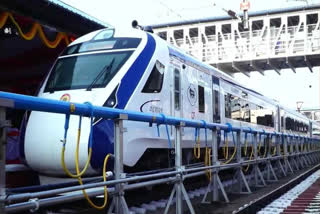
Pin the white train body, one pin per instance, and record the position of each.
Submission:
(138, 71)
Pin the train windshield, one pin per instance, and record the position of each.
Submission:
(91, 64)
(85, 71)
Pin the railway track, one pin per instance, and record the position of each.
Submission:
(296, 196)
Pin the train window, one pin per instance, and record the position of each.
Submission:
(235, 108)
(227, 105)
(240, 109)
(216, 108)
(85, 71)
(105, 44)
(176, 89)
(201, 99)
(155, 80)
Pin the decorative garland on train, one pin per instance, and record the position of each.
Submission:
(36, 28)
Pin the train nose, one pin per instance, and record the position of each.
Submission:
(43, 144)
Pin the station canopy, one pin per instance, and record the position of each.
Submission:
(33, 33)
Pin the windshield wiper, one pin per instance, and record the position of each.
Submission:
(105, 69)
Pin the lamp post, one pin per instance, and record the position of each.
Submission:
(299, 104)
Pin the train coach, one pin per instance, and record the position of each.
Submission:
(137, 70)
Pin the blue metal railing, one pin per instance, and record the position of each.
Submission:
(55, 106)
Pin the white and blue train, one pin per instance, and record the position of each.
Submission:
(137, 70)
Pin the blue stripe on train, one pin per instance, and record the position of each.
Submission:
(103, 133)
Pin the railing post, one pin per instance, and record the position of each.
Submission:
(241, 177)
(214, 149)
(255, 157)
(239, 159)
(118, 201)
(178, 164)
(3, 142)
(178, 188)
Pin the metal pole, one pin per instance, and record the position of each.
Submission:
(285, 152)
(239, 160)
(119, 202)
(214, 149)
(3, 142)
(255, 155)
(178, 167)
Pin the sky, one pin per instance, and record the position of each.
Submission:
(288, 88)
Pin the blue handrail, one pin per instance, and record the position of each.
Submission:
(55, 106)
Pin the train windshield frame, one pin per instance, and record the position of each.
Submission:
(85, 71)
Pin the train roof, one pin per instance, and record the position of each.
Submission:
(251, 14)
(197, 63)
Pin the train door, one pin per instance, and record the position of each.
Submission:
(216, 99)
(177, 95)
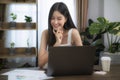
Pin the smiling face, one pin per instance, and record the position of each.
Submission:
(58, 20)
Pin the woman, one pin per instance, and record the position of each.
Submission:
(61, 32)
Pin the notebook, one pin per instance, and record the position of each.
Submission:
(70, 60)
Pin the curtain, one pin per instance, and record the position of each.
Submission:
(82, 9)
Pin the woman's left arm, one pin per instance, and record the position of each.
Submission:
(76, 38)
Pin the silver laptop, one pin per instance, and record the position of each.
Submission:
(70, 60)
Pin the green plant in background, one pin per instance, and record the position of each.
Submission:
(12, 45)
(28, 44)
(28, 19)
(104, 26)
(13, 16)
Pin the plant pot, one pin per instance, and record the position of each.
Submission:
(12, 51)
(28, 24)
(115, 57)
(12, 24)
(0, 24)
(28, 51)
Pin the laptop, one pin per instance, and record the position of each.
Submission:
(70, 60)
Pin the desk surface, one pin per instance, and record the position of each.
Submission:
(114, 74)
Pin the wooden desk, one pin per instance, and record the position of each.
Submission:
(114, 74)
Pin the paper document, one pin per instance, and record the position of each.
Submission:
(22, 74)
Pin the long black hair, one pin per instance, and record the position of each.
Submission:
(62, 8)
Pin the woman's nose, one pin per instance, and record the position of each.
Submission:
(55, 21)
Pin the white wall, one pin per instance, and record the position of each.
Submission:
(43, 11)
(112, 10)
(95, 9)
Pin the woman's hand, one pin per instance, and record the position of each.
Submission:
(59, 35)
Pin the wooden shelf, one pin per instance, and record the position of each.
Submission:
(19, 26)
(19, 52)
(16, 1)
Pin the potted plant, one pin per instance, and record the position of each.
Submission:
(93, 40)
(12, 48)
(28, 49)
(28, 20)
(109, 30)
(13, 22)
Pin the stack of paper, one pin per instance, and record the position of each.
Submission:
(20, 74)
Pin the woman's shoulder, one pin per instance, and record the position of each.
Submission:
(74, 30)
(45, 31)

-*-

▸ TASK TO CARRY OUT:
Copy the records from the line containing "Pin the stack" through the end, changing "shoulder" to "upper arm" and keeping everything else the same.

▸ TASK ANSWER:
Pin the stack of paper, one pin per instance, and record the position of each.
Submission:
(20, 74)
Pin the woman's upper arm, one pin per instance, and record the position of each.
Submission:
(74, 30)
(45, 31)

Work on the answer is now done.